(Excerpts from point annotation data)
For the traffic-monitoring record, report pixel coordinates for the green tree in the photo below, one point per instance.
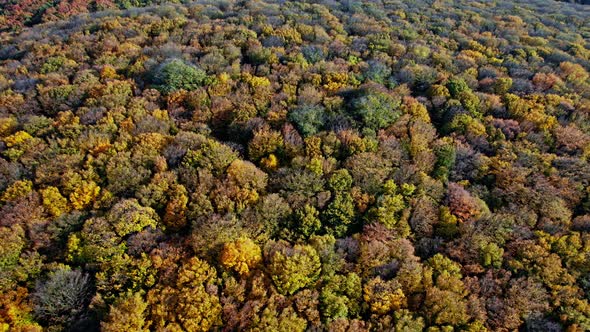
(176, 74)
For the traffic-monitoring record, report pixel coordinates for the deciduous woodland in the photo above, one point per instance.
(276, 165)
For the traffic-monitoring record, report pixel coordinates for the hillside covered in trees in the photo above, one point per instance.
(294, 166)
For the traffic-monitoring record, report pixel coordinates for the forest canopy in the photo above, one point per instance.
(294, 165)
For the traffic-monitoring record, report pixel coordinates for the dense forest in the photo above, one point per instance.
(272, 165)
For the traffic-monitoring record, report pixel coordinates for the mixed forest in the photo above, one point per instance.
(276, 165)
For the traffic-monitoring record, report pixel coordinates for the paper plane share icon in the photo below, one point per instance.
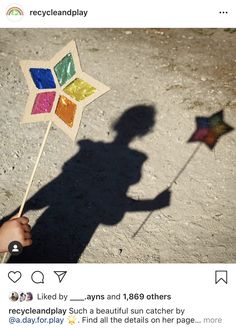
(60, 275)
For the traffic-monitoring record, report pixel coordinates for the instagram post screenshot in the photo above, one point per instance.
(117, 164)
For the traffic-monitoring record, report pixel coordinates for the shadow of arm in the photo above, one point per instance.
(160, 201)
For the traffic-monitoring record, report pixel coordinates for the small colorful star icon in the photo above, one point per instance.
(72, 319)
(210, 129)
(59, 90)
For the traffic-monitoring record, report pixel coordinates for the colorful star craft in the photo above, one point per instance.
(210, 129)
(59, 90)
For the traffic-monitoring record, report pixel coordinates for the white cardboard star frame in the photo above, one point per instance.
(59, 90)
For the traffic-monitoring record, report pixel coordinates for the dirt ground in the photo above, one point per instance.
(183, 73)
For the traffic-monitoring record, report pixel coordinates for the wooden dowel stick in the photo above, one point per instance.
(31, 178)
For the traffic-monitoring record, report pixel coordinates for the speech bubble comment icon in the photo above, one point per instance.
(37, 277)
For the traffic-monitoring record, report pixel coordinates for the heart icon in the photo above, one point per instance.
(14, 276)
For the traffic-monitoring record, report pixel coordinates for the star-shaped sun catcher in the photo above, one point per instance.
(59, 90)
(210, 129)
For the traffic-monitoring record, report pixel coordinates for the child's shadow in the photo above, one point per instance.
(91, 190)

### What to do
Scale everything from the line containing "for the dirt" down to the end of the data, both ends included. Give these lines again with the requests unchanged, and multiply every coordinate in the answers by 2.05, rounding to whole numbers with halves rounded up.

### Expected answer
For the traffic-monitoring record, report pixel coordinates for the dirt ground in the photo above, one point per instance.
(375, 150)
For the traffic-monitoring record, report pixel coordinates for the wooden dowel stick in the photo above, one point per instance.
(64, 365)
For the traffic-monitoring record, report pixel coordinates for the speech bubble comment icon in the photo above, one point per instance.
(76, 568)
For the traffic-monitoring record, report pixel coordinates for the heart icon in the photo above, one point per instance.
(29, 566)
For the traffic-monitoring record, report pixel coordinates for the star-shaped sun catcher in the photo above, one point per instance.
(121, 185)
(431, 264)
For the traffic-monitoring record, report pixel coordinates for the child's shadow in the photo above, one point per instance.
(187, 390)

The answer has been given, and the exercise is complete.